# Required task
Print every entry below word for word, leaving out the pictures.

# Material for the task

┌──

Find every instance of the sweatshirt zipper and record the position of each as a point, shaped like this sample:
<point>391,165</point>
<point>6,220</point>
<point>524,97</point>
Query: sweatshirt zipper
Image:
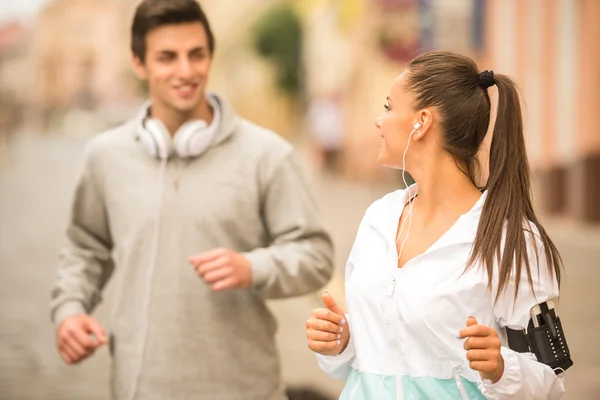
<point>461,388</point>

└──

# Exercise response
Find every instance of the sweatshirt zipper and record the position of each as a point, shaped like this sample:
<point>391,165</point>
<point>6,220</point>
<point>524,97</point>
Query: sweatshirt zipper
Image:
<point>461,388</point>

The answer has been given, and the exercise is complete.